======== TEXTO FORNECIDO ========
Alimentos vs. suplementos: qual a melhor opção? 1530

Segundo legislação portuguesa, europeia e norte americana, os suplementos alimentares são definidos como géneros alimentícios, ou seja, alimentos, e têm como objetivo complementar o regime alimentar normal. Recentemente o Comité Olímpico Internacional, no seu consenso acerca do uso de suplementos alimentares em atletas de alto nível, definiu um suplemento alimentar como um alimento, um composto de um alimento, um nutriente ou um composto não alimentar.  Ou seja, um suplemento é considerado um alimento e um alimento pode funcionar como um suplemento. Sendo assim, por qual se deve optar?

Na verdade, a temática de alimentos vs. suplementos não é recente. Já no ano 2000, Halliwell considerava que o efeito protetor da alimentação não era equivalente ao efeito protetor de determinados compostos, neste caso, dos antioxidantes. No seu artigo, o autor dava o exemplo de que dietas ricas em betacaroteno, uma substância antioxidante, protegiam contra o desenvolvimento de cancro, mas que o betacaroteno parecia não ser o agente protetor. De facto, posteriormente surgiram vários trabalhos (JAMA e Cochrane), com um grande peso do ponto de vista científico, a concluir que a suplementação com antioxidantes parecia estar relacionada com o aumento da mortalidade. Exemplo disto, um ensaio clínico publicado em 1996 no NEJM, que pretendia estudar o efeito da ingestão combinada de betacaroteno e retinol em mais de 18 mil pessoas com alto risco de desenvolver cancro do pulmão, teve de ser interrompido quase dois anos antes do previsto devido ao aumento substancial do número de casos de cancro do pulmão e de mortes no grupo de intervenção.
======== EXCERTO DE DADOS ========
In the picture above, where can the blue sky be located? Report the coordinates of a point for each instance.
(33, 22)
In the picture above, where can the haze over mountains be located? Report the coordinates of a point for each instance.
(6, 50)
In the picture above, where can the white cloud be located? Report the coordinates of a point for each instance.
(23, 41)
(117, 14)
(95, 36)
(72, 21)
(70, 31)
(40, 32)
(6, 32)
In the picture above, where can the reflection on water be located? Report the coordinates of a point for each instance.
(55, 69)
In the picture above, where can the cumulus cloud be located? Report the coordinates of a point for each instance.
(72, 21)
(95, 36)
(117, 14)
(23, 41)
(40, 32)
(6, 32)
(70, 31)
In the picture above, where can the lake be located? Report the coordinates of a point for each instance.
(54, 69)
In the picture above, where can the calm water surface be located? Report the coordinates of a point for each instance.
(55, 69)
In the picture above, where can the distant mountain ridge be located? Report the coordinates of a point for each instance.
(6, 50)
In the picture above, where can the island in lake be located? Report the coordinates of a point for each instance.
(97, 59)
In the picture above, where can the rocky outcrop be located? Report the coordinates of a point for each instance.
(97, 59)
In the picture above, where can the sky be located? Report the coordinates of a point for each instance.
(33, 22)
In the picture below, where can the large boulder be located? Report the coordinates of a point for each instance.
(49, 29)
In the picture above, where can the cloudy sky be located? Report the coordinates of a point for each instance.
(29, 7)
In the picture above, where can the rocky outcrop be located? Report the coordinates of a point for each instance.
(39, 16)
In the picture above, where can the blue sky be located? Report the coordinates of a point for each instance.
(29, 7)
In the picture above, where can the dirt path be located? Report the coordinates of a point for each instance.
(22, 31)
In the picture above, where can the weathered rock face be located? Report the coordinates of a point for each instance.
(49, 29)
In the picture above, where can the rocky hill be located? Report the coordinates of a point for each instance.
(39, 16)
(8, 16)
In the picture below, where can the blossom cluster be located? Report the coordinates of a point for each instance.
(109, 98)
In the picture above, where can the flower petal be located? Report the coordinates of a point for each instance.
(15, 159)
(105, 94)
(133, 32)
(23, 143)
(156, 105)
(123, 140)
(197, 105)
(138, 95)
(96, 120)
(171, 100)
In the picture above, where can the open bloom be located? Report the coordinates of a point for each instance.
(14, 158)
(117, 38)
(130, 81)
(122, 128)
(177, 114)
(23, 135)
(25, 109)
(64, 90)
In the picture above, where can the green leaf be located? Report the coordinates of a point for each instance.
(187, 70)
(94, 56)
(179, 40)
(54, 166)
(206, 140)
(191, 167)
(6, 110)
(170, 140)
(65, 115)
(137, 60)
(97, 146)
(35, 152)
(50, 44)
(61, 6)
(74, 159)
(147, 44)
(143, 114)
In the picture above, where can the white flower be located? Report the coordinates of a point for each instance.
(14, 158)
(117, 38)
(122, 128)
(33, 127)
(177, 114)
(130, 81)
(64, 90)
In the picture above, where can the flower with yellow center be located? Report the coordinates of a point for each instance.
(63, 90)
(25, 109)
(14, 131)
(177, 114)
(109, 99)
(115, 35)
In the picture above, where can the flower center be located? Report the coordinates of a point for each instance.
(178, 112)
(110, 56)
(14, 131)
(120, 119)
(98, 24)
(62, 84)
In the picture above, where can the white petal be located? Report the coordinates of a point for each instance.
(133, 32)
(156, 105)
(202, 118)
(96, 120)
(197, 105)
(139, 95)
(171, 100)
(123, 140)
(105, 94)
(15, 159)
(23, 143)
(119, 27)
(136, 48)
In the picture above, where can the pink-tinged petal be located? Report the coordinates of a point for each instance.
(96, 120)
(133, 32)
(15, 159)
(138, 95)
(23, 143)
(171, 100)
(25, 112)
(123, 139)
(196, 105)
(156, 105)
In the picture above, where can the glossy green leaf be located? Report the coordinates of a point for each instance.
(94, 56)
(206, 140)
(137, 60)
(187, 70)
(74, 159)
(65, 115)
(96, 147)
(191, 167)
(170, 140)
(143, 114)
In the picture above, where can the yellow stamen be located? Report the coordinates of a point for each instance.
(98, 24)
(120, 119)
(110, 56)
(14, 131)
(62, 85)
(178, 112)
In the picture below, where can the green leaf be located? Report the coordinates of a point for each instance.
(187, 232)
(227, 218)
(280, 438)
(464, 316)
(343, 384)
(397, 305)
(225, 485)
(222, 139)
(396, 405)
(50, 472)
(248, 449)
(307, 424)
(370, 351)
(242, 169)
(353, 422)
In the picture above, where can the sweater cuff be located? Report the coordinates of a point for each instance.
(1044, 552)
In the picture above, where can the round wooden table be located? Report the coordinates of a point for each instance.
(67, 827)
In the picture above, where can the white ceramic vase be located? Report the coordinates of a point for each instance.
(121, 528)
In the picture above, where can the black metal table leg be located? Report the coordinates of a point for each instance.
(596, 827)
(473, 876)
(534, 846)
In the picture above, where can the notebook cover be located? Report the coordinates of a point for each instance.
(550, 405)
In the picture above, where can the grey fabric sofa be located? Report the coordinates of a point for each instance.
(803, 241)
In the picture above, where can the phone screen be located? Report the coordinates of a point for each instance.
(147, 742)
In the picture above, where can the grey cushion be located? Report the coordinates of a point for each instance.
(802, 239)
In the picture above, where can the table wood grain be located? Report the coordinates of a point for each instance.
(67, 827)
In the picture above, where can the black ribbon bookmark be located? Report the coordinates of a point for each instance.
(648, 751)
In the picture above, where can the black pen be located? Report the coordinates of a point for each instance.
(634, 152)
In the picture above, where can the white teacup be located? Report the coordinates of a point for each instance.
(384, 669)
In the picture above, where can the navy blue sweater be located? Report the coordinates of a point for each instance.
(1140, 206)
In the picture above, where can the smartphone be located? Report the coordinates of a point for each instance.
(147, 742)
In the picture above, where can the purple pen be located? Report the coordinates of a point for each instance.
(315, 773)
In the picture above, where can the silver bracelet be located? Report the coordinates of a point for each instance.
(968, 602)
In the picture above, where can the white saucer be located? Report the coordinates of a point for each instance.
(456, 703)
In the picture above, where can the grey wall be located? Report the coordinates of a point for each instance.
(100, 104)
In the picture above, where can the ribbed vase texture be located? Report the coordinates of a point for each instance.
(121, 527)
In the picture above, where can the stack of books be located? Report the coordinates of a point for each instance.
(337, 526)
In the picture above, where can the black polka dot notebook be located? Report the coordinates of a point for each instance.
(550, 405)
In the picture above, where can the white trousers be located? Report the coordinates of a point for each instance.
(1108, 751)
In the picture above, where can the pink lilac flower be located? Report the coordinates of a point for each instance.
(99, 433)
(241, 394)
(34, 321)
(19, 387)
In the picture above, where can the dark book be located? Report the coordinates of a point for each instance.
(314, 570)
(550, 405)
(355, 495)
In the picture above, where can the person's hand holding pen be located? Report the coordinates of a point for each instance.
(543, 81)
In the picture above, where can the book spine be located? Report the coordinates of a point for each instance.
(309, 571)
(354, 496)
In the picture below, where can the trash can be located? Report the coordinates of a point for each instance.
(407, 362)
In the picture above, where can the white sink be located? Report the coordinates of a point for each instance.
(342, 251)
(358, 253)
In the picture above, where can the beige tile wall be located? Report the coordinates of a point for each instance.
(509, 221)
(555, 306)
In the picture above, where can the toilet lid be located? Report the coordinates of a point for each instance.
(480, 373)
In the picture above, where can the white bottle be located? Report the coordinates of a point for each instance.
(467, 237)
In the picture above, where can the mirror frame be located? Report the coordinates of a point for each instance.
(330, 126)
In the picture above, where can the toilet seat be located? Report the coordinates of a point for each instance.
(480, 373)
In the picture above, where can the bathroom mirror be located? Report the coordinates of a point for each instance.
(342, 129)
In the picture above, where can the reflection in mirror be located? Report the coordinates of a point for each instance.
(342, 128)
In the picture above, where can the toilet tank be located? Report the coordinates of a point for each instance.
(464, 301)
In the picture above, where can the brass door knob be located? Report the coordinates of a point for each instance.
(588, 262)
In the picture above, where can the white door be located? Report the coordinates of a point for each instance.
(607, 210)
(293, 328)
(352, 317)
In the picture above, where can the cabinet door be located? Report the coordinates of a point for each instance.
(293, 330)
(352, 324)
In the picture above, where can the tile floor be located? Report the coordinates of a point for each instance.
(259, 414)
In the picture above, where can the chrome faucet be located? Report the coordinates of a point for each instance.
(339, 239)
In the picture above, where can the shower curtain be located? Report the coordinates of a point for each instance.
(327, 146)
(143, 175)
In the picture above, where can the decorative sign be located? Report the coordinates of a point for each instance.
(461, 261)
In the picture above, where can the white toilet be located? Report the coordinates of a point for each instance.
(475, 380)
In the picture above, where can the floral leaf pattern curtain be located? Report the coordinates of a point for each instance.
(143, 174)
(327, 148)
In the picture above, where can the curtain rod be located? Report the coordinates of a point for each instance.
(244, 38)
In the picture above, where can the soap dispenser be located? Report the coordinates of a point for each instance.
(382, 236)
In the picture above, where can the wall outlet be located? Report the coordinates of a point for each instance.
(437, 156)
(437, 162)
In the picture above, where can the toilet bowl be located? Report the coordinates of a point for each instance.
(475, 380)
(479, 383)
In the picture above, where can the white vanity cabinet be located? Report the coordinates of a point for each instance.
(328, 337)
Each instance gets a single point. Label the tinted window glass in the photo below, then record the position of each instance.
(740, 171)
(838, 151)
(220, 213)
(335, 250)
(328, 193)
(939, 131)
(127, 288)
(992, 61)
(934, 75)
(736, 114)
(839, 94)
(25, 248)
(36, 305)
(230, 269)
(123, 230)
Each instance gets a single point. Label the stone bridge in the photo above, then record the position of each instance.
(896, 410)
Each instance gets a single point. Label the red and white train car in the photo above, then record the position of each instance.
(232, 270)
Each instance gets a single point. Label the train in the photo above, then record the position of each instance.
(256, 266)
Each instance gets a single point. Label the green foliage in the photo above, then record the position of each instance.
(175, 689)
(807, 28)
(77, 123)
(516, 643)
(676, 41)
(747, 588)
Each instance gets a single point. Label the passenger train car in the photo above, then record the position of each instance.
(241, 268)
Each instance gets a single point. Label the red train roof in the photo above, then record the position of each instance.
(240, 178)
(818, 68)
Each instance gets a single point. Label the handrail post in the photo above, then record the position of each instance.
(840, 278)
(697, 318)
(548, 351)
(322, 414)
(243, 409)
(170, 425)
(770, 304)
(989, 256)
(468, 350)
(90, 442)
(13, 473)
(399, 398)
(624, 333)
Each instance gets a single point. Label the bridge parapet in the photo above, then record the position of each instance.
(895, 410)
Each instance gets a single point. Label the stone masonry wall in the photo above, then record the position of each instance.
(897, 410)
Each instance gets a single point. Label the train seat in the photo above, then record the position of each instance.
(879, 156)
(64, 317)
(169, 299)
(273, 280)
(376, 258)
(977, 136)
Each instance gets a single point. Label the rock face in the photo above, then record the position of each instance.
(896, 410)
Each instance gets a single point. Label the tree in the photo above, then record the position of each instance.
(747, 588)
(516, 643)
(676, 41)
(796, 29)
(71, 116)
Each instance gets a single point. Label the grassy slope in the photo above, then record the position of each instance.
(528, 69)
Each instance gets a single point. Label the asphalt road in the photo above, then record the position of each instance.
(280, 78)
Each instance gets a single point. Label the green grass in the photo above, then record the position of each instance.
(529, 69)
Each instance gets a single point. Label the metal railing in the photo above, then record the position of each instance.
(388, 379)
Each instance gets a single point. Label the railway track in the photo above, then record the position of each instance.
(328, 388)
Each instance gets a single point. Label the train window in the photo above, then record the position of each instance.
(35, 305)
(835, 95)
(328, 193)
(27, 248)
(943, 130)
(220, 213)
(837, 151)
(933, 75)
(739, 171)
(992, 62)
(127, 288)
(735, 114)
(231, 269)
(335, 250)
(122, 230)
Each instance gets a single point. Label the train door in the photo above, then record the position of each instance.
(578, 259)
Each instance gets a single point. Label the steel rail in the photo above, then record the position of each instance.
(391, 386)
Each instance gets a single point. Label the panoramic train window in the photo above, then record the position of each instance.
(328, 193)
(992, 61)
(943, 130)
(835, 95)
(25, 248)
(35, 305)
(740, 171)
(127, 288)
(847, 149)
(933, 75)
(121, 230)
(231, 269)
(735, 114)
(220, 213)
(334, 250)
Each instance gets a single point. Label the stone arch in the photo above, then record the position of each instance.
========
INSTRUÇÕES DE TRABALHO. No texto sobre alimentos e suplementos, porque teve de ser interrompido antes do previsto o ensaio clínico publicado em 1996 no NEJM? Para responder, não é preciso consultar as linhas.

EXERCÍCIO RESOLVIDO. Devido ao aumento substancial do número de casos de cancro do pulmão e de mortes no grupo de intervenção.